----- DOCUMENT SECTION -----

Gazing into the Abyss of p-Hacking: A Shiny App for p-Hacking Simulation
What is p-Hacking?
The p-value is a core component of null hypothesis significance testing (NHST), a statistical framework that has found ubiquitous use across many scientific disciplines. A p-value is defined as the probability to obtain a result at least as extreme as the observed one if the null hypothesis is true (i.e., if there is no effect). If the p-value is smaller than a certain threshold called alpha level, then the test result is labeled “significant” and the null hypothesis is rejected. Researchers who are interested in showing an effect in their data (e.g., that a new medicine improved the health of patients) are therefore eager to obtain small p-values that allow them to reject the null hypothesis and claim the existence of an effect.
In recent years, failed attempts to replicate experiments have instigated investigations into how researchers use NHST in practice. Studies found that many researchers apply questionable research practices to render previously non-significant results significant. We summarize these practices under the term of p-hacking.

----- EXTRACTED ENTRIES -----

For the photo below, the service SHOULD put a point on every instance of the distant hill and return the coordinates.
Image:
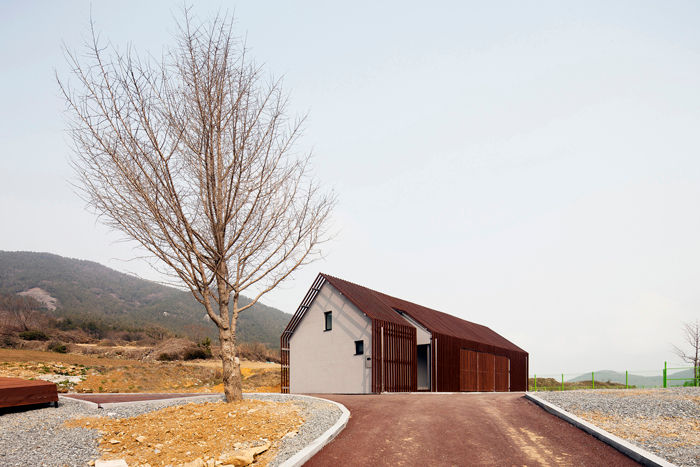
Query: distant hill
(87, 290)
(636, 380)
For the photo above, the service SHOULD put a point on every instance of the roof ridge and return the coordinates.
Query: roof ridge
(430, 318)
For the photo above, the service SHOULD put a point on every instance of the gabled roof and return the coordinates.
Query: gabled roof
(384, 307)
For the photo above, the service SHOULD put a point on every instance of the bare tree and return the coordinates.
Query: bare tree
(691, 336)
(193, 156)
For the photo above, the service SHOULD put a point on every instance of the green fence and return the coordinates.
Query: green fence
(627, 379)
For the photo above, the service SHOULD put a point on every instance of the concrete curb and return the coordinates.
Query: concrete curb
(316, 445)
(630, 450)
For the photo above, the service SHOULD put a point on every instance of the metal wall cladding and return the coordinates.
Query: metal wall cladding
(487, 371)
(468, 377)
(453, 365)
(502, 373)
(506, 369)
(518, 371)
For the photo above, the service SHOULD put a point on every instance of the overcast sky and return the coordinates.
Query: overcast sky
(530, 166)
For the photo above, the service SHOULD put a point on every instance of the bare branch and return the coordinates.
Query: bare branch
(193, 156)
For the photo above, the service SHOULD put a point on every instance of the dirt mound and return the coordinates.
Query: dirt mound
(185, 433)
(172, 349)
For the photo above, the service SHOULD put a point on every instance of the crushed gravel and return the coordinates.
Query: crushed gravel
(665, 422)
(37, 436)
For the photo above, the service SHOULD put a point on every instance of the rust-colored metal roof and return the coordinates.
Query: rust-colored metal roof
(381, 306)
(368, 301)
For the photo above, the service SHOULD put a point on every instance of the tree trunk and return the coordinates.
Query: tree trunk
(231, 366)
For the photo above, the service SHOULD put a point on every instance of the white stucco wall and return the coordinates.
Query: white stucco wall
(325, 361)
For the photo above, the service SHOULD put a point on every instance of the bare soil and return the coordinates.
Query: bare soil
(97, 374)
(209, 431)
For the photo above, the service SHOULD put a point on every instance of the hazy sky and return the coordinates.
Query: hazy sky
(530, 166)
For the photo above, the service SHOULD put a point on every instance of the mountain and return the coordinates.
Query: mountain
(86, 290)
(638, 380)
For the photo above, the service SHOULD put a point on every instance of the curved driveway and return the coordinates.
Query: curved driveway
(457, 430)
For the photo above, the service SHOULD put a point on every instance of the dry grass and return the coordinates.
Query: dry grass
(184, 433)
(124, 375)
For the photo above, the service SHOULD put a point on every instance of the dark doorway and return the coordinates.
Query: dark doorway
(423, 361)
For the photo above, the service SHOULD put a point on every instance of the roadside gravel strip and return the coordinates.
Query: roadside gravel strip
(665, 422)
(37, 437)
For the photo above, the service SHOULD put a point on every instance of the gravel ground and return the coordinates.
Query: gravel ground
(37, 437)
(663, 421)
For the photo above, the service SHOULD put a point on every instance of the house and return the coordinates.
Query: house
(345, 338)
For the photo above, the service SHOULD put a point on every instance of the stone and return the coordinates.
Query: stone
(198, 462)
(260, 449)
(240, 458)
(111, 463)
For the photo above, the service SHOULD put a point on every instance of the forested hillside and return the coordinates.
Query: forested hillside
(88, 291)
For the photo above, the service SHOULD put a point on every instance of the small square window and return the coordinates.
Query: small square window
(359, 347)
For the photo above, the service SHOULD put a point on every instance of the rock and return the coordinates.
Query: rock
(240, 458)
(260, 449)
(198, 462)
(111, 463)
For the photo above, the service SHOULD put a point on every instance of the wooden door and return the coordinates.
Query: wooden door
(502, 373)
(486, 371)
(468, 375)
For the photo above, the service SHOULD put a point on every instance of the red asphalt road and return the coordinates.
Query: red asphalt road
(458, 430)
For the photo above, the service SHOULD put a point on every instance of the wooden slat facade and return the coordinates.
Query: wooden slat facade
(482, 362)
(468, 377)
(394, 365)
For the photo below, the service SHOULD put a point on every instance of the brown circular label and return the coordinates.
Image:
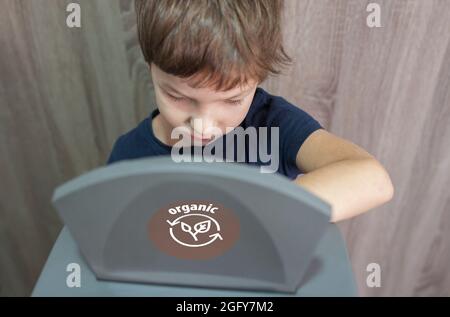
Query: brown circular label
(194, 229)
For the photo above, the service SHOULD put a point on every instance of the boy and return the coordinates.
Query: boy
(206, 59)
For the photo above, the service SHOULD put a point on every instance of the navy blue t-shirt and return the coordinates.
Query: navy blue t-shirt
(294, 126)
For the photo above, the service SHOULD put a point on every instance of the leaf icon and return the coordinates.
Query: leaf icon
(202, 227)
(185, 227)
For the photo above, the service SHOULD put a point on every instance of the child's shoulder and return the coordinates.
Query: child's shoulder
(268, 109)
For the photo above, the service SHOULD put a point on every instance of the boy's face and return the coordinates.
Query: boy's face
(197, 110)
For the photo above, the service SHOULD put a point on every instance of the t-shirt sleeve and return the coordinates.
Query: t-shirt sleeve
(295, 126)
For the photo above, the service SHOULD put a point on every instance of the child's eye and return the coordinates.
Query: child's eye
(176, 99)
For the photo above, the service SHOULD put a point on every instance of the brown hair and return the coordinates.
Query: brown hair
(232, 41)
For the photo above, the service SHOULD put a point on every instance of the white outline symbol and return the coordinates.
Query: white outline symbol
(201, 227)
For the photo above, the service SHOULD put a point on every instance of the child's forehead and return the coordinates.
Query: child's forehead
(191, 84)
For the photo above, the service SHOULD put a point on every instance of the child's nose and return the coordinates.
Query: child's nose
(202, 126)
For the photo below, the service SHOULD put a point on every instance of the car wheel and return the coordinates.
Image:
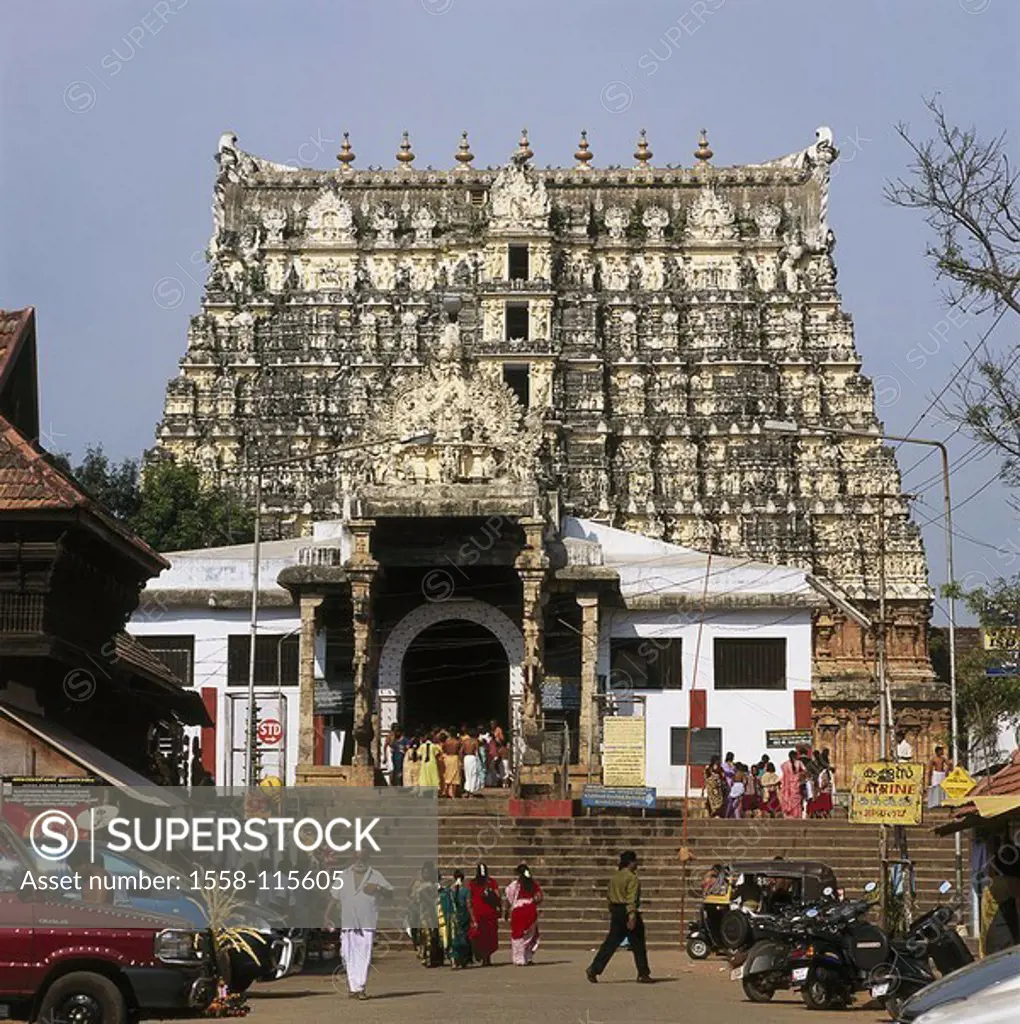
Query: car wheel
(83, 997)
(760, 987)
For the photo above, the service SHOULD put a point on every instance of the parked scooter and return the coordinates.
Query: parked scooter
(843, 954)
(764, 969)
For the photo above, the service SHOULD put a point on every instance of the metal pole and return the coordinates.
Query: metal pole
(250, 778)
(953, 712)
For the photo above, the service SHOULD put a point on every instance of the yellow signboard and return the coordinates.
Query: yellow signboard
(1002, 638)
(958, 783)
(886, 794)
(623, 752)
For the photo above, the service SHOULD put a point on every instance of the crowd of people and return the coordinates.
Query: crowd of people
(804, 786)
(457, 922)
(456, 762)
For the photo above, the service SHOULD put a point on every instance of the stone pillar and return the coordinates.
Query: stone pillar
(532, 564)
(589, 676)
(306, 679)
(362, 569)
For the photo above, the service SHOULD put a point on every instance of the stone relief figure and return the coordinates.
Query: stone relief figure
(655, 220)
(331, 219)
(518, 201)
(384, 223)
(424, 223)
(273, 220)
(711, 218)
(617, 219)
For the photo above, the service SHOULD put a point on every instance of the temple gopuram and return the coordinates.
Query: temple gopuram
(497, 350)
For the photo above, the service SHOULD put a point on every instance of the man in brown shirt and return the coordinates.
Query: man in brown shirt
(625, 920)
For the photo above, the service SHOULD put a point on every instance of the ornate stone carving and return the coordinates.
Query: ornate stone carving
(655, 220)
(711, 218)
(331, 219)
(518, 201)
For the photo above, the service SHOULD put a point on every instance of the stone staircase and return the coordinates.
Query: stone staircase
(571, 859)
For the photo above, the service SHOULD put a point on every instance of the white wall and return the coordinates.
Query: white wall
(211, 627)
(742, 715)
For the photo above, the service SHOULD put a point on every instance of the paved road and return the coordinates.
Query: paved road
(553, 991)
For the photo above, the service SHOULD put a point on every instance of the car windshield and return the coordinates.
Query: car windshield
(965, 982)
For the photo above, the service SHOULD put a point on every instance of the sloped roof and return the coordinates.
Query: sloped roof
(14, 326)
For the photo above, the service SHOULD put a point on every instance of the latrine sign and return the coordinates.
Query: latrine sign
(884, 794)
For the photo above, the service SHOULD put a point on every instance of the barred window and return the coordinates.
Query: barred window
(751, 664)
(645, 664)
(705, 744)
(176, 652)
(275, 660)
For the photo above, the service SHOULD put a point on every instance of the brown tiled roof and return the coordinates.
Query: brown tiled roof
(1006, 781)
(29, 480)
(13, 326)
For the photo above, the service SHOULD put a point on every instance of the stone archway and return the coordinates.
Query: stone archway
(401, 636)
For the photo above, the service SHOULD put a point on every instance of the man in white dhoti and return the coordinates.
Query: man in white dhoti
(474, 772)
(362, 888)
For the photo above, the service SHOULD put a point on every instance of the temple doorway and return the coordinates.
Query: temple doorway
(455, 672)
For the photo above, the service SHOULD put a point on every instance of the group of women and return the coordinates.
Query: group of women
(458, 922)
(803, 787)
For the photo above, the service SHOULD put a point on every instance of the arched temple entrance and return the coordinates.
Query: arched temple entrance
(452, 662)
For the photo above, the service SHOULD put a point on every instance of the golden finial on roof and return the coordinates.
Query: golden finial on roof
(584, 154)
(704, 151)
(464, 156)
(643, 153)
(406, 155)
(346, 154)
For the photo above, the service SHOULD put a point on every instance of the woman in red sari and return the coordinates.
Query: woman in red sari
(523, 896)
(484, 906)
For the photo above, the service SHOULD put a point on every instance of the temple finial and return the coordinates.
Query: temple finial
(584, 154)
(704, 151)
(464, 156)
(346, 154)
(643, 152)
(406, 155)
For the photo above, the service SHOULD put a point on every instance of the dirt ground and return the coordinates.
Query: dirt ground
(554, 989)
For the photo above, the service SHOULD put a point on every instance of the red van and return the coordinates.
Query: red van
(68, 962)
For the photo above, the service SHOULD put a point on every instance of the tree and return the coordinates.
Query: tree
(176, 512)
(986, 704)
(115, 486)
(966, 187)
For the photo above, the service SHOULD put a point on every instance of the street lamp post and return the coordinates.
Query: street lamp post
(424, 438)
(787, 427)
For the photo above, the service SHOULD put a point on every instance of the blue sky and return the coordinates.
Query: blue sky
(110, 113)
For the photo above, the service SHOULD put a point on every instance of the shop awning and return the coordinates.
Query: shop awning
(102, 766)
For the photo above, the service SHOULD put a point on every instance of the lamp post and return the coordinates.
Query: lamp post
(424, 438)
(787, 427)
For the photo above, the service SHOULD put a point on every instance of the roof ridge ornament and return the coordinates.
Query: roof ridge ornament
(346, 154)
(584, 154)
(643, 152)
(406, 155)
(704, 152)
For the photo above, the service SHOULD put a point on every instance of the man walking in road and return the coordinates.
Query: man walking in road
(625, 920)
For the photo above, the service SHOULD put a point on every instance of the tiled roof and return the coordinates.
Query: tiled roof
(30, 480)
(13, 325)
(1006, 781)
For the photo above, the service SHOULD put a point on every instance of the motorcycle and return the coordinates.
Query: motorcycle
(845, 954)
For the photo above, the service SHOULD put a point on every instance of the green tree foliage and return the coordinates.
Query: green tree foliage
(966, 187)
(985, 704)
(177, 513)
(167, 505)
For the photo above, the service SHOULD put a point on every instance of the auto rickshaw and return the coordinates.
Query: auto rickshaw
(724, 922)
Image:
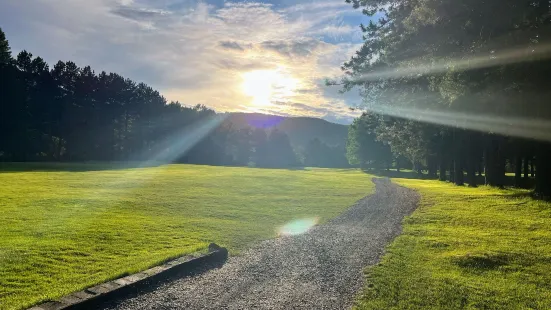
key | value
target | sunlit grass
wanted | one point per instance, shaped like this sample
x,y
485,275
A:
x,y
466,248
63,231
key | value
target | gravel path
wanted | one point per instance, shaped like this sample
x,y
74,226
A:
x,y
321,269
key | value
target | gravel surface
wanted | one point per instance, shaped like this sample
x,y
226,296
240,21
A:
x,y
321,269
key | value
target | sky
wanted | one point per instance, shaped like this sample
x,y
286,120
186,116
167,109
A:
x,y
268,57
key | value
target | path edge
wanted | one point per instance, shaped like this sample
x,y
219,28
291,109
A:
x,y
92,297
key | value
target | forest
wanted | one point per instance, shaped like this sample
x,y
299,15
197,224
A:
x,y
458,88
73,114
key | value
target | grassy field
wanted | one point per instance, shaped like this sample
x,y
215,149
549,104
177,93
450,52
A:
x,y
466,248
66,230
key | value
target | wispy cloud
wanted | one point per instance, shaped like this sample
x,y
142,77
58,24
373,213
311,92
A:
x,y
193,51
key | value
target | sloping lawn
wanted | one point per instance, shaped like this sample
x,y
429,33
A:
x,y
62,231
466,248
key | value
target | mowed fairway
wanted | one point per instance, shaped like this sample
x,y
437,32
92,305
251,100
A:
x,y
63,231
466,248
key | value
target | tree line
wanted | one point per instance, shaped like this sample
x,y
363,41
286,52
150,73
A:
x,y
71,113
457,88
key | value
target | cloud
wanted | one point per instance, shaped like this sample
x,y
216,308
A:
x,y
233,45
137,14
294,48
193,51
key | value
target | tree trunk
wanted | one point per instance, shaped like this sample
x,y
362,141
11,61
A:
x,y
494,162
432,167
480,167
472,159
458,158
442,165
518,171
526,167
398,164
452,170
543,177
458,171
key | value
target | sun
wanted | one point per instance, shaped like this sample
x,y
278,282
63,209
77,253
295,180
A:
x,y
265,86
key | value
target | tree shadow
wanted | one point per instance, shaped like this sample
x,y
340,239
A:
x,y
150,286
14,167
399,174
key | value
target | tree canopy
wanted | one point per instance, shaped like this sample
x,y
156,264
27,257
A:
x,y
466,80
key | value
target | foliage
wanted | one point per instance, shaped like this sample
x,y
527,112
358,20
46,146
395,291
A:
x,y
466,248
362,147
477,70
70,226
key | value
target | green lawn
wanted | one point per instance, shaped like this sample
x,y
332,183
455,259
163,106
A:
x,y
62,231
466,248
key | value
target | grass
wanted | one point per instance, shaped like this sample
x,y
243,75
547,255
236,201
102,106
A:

-----

• [WHAT IS BEING ASKED] Extend the explanation of p-hacking above, starting right after its last sentence.

• [OUTPUT OF THE EXERCISE]
How Does p-Hacking Work?
All p-hacking strategies are based on the principle of alpha error accumulation. Basically, alpha error accumulation means that more and more hypothesis tests are conducted, the probability of making at least one false decision increases. Therefore, even if there is no effect in the population, the probability is very high that at least one hypothesis test will (erroneously) show a significant result, if a sufficiently large number of tests are conducted. Researchers then report this significant result, and claim to have found an effect.
Obvious Warning: Thou Shalt Not p-Hack!
Given the explanation above, it almost seems needless to say that p-hacking is detrimental and you should not do it. P-hacking slows down scientific progress by increasing the amount of false positive results in the literature. Additionally, p-hacking leads to an inflation of effect sizes that are published in the literature because only “extreme” results are reported. This means that p-hacking increases the number of cases where research wrongly claims an effect, and even if an effect exists, the reported effect size is likely to be larger than the true effect size.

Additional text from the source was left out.